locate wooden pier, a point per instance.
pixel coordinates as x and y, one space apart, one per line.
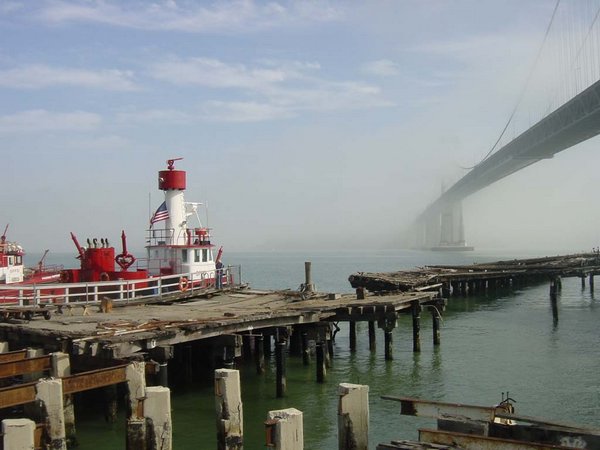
480 277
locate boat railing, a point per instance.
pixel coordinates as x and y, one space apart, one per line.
119 291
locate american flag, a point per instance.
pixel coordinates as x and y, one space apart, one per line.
161 214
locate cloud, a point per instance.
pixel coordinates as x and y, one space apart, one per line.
192 17
382 67
40 120
41 76
272 90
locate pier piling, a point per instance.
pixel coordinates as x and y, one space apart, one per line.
18 434
352 326
353 417
285 429
157 410
416 309
321 370
259 354
305 349
372 338
228 402
49 394
280 375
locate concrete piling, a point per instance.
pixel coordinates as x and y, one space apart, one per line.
228 403
49 396
416 309
280 372
435 318
305 349
285 429
372 338
259 354
321 370
352 326
18 434
157 411
353 417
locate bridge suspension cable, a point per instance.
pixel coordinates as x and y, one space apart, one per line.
523 89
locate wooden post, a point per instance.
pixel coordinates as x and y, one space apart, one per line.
280 382
259 354
18 434
416 315
61 367
136 423
228 402
389 346
50 397
360 293
435 318
305 349
372 338
308 285
353 417
110 403
157 411
321 370
267 345
352 325
285 430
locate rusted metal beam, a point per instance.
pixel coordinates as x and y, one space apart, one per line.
13 356
17 395
94 379
472 442
23 366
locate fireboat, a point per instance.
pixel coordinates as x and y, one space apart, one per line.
179 260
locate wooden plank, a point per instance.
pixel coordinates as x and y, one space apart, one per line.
94 379
473 442
23 366
13 356
17 395
426 408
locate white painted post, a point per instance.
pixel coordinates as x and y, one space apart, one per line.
49 394
136 423
353 417
230 416
18 434
285 429
33 353
157 410
136 385
61 367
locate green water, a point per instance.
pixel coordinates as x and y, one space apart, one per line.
490 344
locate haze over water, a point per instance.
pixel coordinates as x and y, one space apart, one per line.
491 344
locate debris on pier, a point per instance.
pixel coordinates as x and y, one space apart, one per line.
433 277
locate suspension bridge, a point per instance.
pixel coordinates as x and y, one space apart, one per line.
571 47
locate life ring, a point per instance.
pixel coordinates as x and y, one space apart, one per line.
183 284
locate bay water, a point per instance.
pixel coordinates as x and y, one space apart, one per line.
491 344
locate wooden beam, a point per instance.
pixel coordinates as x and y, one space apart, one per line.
469 441
94 379
23 366
13 356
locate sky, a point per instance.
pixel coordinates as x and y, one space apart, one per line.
303 125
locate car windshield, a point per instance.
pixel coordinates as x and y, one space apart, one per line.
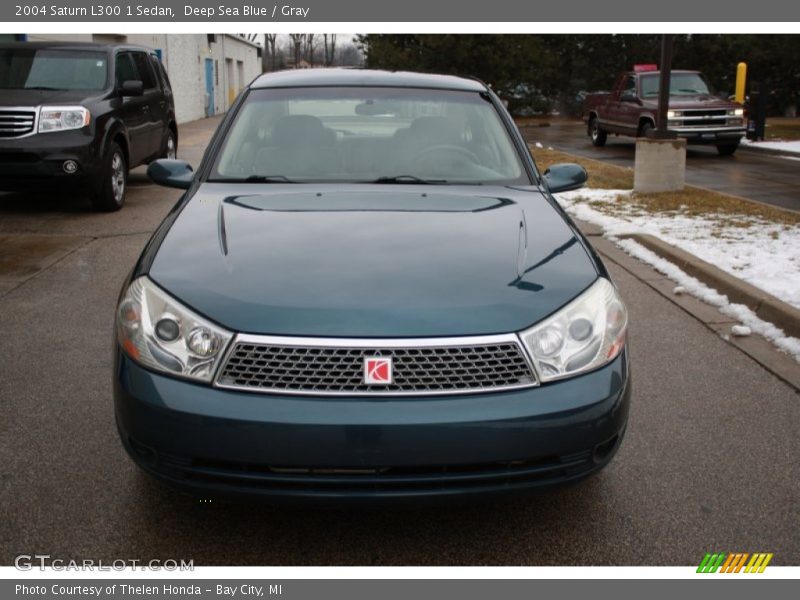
52 69
680 84
362 134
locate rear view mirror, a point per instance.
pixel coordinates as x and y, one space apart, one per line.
170 172
564 177
132 87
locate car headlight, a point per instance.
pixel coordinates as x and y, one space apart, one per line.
62 118
587 333
158 332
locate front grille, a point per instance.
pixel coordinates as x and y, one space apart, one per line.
16 123
419 368
704 117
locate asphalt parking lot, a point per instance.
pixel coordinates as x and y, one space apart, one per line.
748 173
710 461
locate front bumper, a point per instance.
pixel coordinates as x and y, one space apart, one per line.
38 160
710 135
220 442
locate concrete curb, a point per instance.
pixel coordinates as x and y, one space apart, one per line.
765 305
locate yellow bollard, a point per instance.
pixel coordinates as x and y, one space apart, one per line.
741 78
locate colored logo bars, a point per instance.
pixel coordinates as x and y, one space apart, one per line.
734 562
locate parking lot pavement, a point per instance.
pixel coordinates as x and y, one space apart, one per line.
709 461
770 179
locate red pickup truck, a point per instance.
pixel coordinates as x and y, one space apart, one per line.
695 111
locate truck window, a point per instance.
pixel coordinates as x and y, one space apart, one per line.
629 86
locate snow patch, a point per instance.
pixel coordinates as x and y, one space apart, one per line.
740 312
741 330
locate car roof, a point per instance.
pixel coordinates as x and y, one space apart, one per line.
75 46
656 72
364 77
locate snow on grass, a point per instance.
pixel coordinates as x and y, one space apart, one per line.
763 253
697 288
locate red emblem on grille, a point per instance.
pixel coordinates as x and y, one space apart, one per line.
377 370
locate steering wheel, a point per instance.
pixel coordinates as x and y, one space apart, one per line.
445 148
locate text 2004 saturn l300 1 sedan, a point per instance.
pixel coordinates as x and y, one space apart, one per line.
367 292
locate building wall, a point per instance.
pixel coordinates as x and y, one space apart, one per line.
235 63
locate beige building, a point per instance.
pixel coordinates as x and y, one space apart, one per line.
207 71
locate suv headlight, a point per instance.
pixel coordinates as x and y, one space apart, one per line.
587 333
158 332
62 118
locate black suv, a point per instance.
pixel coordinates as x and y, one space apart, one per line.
82 114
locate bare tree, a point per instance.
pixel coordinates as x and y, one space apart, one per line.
330 50
309 48
297 43
269 58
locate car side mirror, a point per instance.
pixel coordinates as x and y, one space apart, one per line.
170 172
564 177
132 87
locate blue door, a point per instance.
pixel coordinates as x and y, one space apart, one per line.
209 87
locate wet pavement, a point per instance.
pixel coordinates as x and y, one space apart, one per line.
770 179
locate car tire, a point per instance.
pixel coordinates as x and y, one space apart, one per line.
111 193
597 134
170 146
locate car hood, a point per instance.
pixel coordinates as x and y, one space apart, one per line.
371 261
37 97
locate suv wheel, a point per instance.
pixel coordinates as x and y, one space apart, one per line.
111 195
170 147
596 133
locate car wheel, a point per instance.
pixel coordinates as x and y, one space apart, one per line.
644 128
111 195
597 134
170 146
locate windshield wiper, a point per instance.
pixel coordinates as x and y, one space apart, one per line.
407 179
267 179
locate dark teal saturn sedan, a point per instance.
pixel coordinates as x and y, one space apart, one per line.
368 292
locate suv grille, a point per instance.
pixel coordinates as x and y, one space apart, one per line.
422 367
16 123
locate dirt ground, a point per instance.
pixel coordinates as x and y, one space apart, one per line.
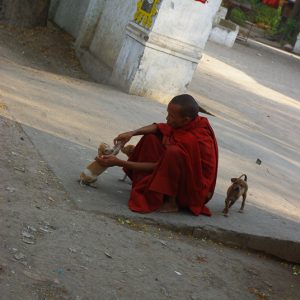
50 250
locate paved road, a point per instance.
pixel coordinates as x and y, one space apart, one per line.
253 92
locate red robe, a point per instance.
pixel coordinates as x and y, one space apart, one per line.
187 168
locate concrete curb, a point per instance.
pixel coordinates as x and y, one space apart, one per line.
283 249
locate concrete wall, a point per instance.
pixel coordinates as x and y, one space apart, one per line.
69 14
172 49
186 20
158 62
110 31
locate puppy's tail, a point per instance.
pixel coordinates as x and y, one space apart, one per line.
244 176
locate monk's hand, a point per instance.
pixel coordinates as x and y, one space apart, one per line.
108 160
123 137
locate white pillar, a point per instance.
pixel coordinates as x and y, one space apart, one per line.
89 24
297 45
160 62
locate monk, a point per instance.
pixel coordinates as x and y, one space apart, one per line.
174 165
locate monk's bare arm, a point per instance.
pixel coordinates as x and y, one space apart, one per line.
137 166
126 136
112 160
145 130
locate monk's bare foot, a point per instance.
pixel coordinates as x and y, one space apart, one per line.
169 206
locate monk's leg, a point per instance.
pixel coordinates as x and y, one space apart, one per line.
170 205
148 149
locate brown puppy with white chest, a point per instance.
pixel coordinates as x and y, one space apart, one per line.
94 169
238 188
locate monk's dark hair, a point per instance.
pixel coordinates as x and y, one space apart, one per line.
189 106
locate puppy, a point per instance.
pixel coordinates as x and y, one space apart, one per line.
128 150
238 188
94 169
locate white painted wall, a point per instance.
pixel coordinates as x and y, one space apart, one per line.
69 15
109 34
172 49
186 20
297 45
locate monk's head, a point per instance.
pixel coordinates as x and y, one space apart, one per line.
182 109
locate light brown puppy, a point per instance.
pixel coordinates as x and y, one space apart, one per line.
238 188
128 150
94 169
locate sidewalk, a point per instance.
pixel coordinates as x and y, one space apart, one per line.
254 93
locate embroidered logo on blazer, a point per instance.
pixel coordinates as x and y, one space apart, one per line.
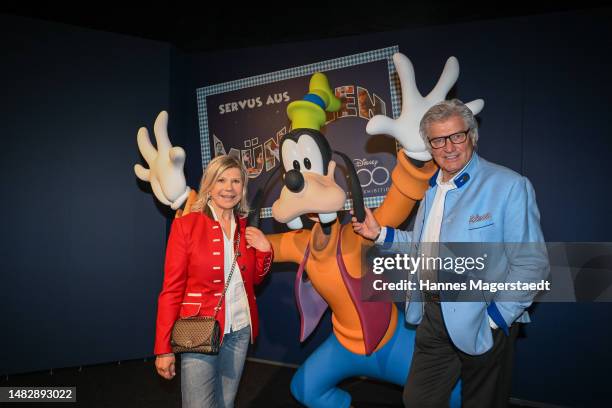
478 218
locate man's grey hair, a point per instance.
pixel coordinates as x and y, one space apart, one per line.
441 112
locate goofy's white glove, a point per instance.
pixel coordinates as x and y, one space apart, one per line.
165 172
405 129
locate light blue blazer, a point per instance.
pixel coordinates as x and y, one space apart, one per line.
490 204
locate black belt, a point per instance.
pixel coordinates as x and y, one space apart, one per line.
432 297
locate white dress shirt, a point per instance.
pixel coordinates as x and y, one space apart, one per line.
433 224
236 307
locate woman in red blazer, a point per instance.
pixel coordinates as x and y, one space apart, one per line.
199 257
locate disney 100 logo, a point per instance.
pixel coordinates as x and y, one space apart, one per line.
371 175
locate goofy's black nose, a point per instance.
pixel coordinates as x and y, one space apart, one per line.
294 181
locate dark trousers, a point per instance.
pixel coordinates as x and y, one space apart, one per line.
437 365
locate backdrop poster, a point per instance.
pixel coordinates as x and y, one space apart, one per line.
247 118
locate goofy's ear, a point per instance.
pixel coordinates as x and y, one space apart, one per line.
257 201
354 186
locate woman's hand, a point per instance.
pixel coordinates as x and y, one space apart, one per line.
166 365
257 239
369 228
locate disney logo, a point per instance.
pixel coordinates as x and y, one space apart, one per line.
365 162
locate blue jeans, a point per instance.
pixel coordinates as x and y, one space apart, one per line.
212 381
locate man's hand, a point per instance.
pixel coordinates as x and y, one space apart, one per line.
257 239
165 172
166 366
369 228
405 129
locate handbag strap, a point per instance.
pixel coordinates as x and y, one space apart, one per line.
229 278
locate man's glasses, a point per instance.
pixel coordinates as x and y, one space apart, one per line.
456 138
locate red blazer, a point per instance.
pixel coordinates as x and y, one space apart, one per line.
194 278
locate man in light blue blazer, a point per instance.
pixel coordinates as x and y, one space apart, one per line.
469 200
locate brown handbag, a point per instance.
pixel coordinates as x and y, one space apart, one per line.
201 334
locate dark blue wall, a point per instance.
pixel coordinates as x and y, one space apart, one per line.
82 242
83 245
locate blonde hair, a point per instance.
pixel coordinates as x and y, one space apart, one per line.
213 171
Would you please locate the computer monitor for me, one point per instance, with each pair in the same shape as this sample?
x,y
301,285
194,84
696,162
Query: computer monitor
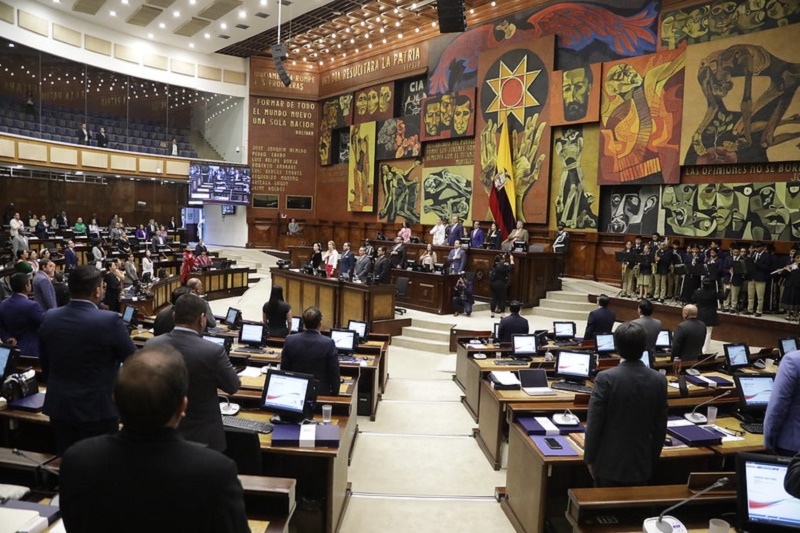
x,y
252,335
564,330
787,345
233,317
763,504
289,394
360,327
8,359
345,340
523,346
605,343
737,355
574,366
664,339
754,393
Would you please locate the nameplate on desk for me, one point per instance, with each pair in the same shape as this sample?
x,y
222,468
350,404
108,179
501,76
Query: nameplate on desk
x,y
306,436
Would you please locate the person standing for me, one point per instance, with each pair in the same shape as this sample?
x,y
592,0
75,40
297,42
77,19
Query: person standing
x,y
627,411
209,369
80,349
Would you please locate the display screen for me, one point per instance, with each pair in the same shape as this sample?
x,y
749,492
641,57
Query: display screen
x,y
219,183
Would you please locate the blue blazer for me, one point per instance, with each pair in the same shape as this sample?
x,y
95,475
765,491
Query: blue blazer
x,y
80,349
20,318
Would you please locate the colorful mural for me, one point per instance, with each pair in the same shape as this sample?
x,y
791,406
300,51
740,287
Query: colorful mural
x,y
640,119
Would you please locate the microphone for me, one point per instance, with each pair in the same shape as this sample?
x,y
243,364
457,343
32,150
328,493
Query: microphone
x,y
697,418
670,524
691,370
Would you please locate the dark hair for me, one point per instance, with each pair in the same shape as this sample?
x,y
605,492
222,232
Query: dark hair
x,y
19,281
312,318
83,281
630,340
188,308
150,387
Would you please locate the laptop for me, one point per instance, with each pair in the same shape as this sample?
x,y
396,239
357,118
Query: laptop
x,y
534,382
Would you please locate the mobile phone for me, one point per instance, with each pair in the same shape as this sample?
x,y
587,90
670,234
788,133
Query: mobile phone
x,y
552,443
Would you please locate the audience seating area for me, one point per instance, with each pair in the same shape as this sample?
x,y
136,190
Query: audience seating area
x,y
61,124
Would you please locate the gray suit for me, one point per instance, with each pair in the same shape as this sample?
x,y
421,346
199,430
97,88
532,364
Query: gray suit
x,y
652,327
209,369
626,424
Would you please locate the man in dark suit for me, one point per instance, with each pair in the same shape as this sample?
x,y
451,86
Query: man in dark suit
x,y
347,261
689,336
70,257
311,353
513,324
652,326
20,317
147,477
627,419
601,320
80,349
209,369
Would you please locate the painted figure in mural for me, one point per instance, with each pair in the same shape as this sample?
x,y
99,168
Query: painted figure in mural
x,y
447,194
576,88
573,203
400,193
759,115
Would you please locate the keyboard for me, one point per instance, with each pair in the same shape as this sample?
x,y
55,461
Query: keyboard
x,y
571,387
756,428
256,426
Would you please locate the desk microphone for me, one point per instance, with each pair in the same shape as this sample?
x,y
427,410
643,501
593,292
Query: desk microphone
x,y
697,418
670,524
691,370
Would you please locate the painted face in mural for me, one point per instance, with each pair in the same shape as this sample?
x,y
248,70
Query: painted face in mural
x,y
385,98
432,118
576,87
361,104
446,110
372,101
462,114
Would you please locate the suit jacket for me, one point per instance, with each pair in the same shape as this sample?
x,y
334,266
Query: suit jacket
x,y
43,291
80,349
347,262
512,325
688,340
209,369
652,327
601,320
309,352
20,318
156,482
627,411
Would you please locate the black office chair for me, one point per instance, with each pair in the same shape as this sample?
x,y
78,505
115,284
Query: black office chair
x,y
401,291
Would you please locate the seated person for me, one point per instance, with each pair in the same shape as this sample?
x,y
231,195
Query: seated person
x,y
147,477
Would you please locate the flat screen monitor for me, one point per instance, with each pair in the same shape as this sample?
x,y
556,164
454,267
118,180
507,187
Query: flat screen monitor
x,y
605,343
664,339
289,394
564,330
787,345
737,355
524,346
344,339
233,317
754,392
574,366
360,327
763,504
252,334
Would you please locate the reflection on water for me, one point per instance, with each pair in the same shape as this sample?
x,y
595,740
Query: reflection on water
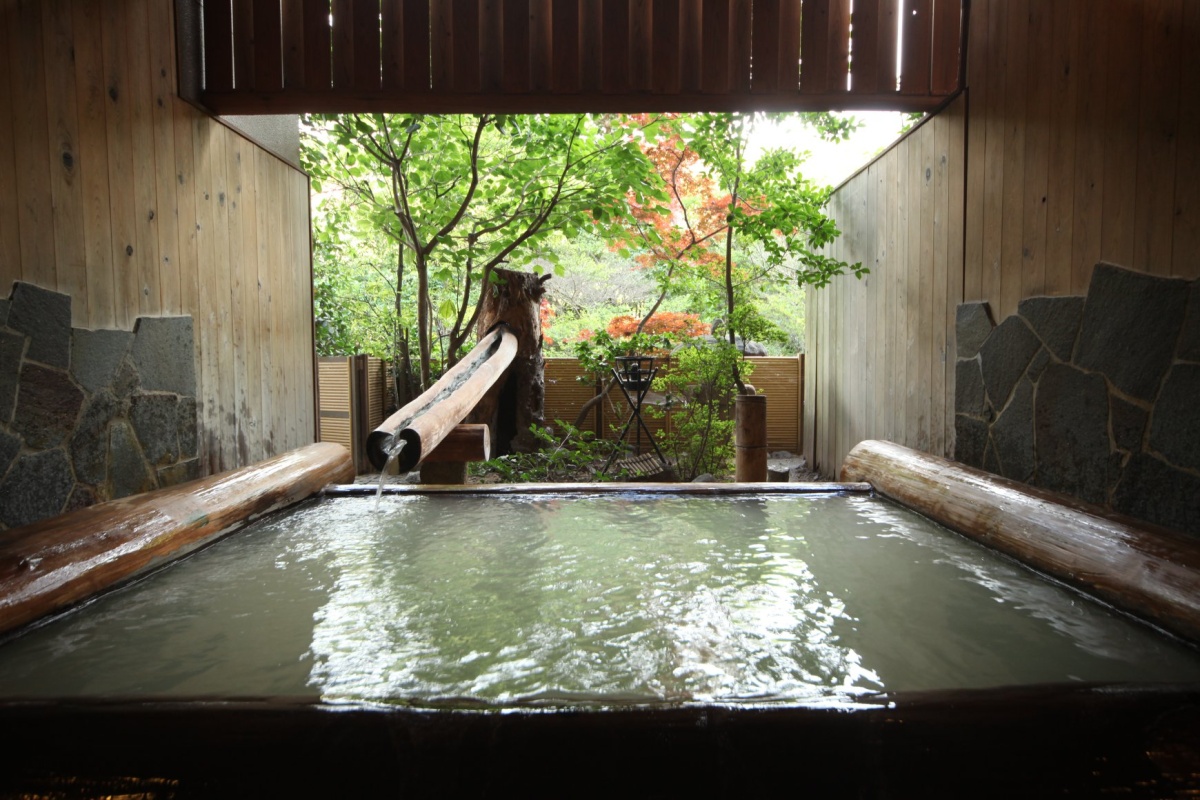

# Work request
Among the entries, find every line holding "wall" and return it.

# Answer below
locate building wall, a point per instance.
locate concrete wall, a point per instance.
locate white painted wall, a point per instance.
locate dark blue wall, a point per instance.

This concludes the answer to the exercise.